(Dataset items)
# # # # # # #

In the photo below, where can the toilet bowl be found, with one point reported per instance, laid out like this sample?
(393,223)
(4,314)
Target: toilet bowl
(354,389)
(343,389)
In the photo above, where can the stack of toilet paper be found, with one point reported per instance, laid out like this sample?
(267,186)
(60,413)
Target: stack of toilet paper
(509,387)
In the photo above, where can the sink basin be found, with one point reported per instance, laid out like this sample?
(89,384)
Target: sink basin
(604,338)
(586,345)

# # # # # # #

THE PROBLEM: Copy the records above line for line, without changing anything.

EXPECTED ANSWER:
In the photo below, where can the toilet bowl be found, with one point reported per instance, laid out like this sample?
(393,223)
(4,314)
Target: toilet bowl
(354,389)
(343,389)
In the photo above, where can the stack of toilet paper be found, with one point reported per instance, laid out like this sample?
(267,186)
(60,413)
Target: stack of toilet paper
(509,387)
In the photo above, where can the sink basin be found, with one point reported per instance, laid out like this sample?
(89,384)
Target: sink basin
(604,338)
(586,345)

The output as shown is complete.